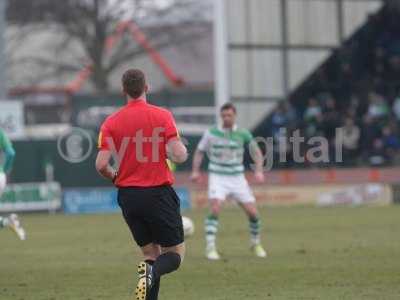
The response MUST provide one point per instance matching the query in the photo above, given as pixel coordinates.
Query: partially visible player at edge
(144, 136)
(225, 147)
(8, 153)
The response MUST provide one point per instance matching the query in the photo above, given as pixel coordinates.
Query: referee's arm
(103, 165)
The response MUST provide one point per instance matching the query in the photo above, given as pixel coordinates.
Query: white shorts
(3, 182)
(236, 186)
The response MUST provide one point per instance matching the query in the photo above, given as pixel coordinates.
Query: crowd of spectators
(358, 91)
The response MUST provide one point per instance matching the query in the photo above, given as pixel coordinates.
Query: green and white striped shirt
(225, 149)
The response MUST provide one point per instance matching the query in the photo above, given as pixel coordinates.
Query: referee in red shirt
(140, 138)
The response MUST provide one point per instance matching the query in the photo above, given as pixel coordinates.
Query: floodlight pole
(3, 91)
(220, 55)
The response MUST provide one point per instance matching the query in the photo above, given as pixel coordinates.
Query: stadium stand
(357, 89)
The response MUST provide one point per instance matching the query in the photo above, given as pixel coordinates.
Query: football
(188, 226)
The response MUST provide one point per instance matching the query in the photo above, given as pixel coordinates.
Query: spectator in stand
(312, 117)
(369, 132)
(378, 108)
(396, 109)
(391, 142)
(349, 136)
(377, 155)
(330, 119)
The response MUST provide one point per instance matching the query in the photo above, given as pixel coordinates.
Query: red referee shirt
(138, 134)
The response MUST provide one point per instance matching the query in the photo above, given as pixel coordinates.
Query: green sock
(3, 222)
(255, 225)
(211, 229)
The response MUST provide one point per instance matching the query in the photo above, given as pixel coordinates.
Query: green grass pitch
(314, 253)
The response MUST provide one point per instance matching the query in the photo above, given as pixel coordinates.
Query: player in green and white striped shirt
(225, 147)
(7, 152)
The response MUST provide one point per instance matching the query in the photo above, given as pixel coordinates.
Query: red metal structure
(140, 37)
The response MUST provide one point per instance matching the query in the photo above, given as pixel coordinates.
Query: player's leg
(12, 221)
(150, 253)
(167, 231)
(217, 191)
(247, 201)
(211, 224)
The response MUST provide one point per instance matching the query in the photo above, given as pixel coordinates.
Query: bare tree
(86, 24)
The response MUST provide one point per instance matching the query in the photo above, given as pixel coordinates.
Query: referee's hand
(195, 177)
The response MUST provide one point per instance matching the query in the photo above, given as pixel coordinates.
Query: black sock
(166, 263)
(153, 295)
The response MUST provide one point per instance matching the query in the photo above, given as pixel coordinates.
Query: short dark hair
(228, 106)
(134, 83)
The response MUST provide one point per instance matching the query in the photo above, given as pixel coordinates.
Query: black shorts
(152, 214)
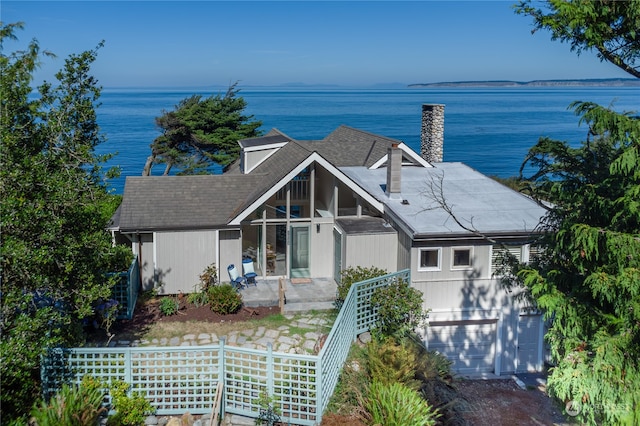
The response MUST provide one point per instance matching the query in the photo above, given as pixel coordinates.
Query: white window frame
(438, 267)
(460, 267)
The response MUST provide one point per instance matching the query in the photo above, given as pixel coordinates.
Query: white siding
(321, 254)
(371, 250)
(181, 257)
(230, 252)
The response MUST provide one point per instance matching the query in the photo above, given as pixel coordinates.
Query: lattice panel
(295, 387)
(245, 379)
(181, 379)
(176, 379)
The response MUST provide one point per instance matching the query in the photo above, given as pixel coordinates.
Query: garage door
(470, 345)
(529, 349)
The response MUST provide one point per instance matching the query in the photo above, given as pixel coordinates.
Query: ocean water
(490, 129)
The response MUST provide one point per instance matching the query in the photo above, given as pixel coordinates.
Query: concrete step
(309, 306)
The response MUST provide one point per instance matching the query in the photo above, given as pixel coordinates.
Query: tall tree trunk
(147, 166)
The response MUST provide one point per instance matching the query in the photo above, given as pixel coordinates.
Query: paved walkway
(299, 336)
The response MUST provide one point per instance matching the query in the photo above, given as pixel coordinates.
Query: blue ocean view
(490, 129)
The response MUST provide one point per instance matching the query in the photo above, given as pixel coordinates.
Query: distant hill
(602, 82)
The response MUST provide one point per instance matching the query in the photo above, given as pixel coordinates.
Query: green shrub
(79, 405)
(399, 309)
(169, 306)
(131, 410)
(198, 299)
(397, 405)
(391, 362)
(224, 299)
(208, 278)
(352, 275)
(269, 412)
(349, 395)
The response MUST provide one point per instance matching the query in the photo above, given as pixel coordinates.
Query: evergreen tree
(201, 132)
(54, 213)
(587, 277)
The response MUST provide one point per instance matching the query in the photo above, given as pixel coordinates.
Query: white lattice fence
(181, 379)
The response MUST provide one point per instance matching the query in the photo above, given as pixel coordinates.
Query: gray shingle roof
(347, 146)
(183, 202)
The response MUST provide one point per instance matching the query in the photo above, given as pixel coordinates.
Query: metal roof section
(478, 202)
(365, 225)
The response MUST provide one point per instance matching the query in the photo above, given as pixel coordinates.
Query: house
(313, 208)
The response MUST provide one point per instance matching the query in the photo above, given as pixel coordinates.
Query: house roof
(480, 203)
(183, 202)
(216, 201)
(347, 146)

+===+

Everything in the entries above should be transcribed exactly, apart from the pictures.

The response MUST provide one point per instance matching the query in the photo above, given as pixel coordinates.
Query: partially visible player at edge
(144, 136)
(225, 147)
(8, 153)
The response MUST provide one point per instance matching the query in the photo above, given as pixel coordinates.
Query: referee's arm
(103, 165)
The response MUST provide one point per instance matching the query in the photo above, given as pixel coordinates.
Query: white shorts
(3, 182)
(236, 186)
The response MUST provide one point per instance matching the query in the photo above, given as pixel coordinates.
Query: crowd of spectators
(358, 91)
The response MUST provide one point per instance matching the query in the photo above, given as pixel coordinates.
Query: green and white striped shirt
(225, 149)
The response MUST provide one point per instance matching the query in the photo above, given as pixel coordinates.
Query: referee in red shirt
(140, 138)
The response MUST provide one point per instance matching the query in the photo above, given as pixel coordinates.
Query: floodlight pole
(3, 91)
(220, 55)
The response MUST provide one point per instance matching the query in the photo above, given as pixel coordinates.
Query: stadium stand
(357, 89)
The response MUST provide one point per instance matching the query in the photo above, given as pixel coordinates.
Query: football
(188, 226)
The response MUST provide one point per instance matching the query in the photo above, given as pixel coordinates.
Query: spectator in stand
(312, 117)
(369, 132)
(378, 108)
(396, 109)
(391, 142)
(349, 136)
(377, 155)
(330, 119)
The response MUST provide one point per instance matching the query in the photo above, given as pixel coordinates.
Query: red referee shirt
(138, 134)
The response MUST provide one point per instance matching the query in the photo above, given as pixel coordinates.
Query: green sock
(3, 222)
(255, 225)
(211, 229)
The response MUST provide one point per instance matching the query in the photo above, given as pixel coordinates.
Query: green grass pitch
(314, 253)
The response MUST provide one point per instance matching the query in the photo above, given as pixel coordinates.
Query: player in green and white striped shirt
(225, 147)
(7, 152)
The response MUST provide one point per instance matching the query in the photo above, given as pixel coordinates.
Query: red metal structure
(140, 37)
The response MUST provide one point per instance matching the query in the photo above, given as pixel coordinates.
Query: player's leg
(12, 221)
(150, 253)
(167, 231)
(217, 191)
(247, 201)
(211, 224)
The response MUST provide one point per instance matching the query in the photo above, given as pixel coordinates.
Query: bare tree
(86, 24)
The response MUST provide one point per instance matching the query in the photo above, given as pixel coordinates.
Query: referee's hand
(195, 177)
The response MUST provide one point per instance matching the query in the photo above, given as pixel coordinates.
Query: black sock
(166, 263)
(153, 295)
The response MUST provide one point per instance matching the query in the photo above, given as pixel coordinates.
Query: short dark hair
(228, 106)
(134, 83)
The response MUST provide one point per instance matching the query in the photo above, given as pixel coordinates.
Query: black shorts
(152, 214)
The response MUST provide one point per instance matching the query in the photo above, given as pixel coordinates.
Query: white window frame
(438, 267)
(460, 267)
The response MUST provide one point per instance matching the query in the photo above, given as pixel coordinates.
Query: white siding
(321, 254)
(371, 250)
(181, 257)
(230, 252)
The response MUST provide one point per instance matching the query in the photo above, given as pixel coordinates.
Query: lattice panel
(295, 387)
(245, 379)
(181, 379)
(176, 379)
The response MUST provide one point per instance matching the query in the photo above, given as pixel coordinates.
Query: garage door
(470, 345)
(529, 349)
The response MUST provide one point per instance matching the query in the photo above, given as pixel coordinates.
Query: ocean water
(490, 129)
The response MUST provide one point per instance matching the query in the photo above, given as pixel coordinates.
Query: concrete step
(309, 306)
The response MUST provide one point per instance matching the query in the photo above, given as pixel coordinates.
Query: tall tree trunk
(147, 166)
The response MUST provide one point per instance matching the query in the photo above, given as pixel coordinates.
Query: paved walkway
(299, 336)
The response MUST provide one point per instance matching the query in the photo above, given as pixel coordinates.
Query: blue ocean view
(490, 129)
The response MUST provide one point per instance matching the query in the photo above, given as pixel coordinates.
Query: distant hill
(602, 82)
The response MUST provide one point per instance matching the query in the photo above, given as pixel coordinates.
Query: green shrub
(79, 405)
(399, 309)
(169, 306)
(131, 410)
(198, 299)
(397, 405)
(391, 362)
(224, 299)
(208, 278)
(352, 275)
(269, 412)
(349, 395)
The response MUST provide one point per instance matching the query in the photo above, given as pixel coordinates.
Query: evergreen tree
(201, 132)
(54, 213)
(587, 277)
The response MUST provide one point per instance matching the query in the photo above, given as pixel coordinates.
Query: white lattice fence
(181, 379)
The response MUST provide one point per instance matching the query in the photo above, given as pixel coordinates.
Query: gray shingle roof
(347, 146)
(183, 202)
The response MUST provide one point per instance matching the query in the photo above, given as pixel coordinates.
Query: metal roof section
(478, 202)
(365, 225)
The response MUST provide one point per instance matching the query in the photo above, given as pixel coordinates.
Query: house
(313, 208)
The response MUST provide one point per instance matching the query in the photo above, given as pixel coordinates.
Query: house roof
(480, 203)
(183, 202)
(216, 201)
(347, 146)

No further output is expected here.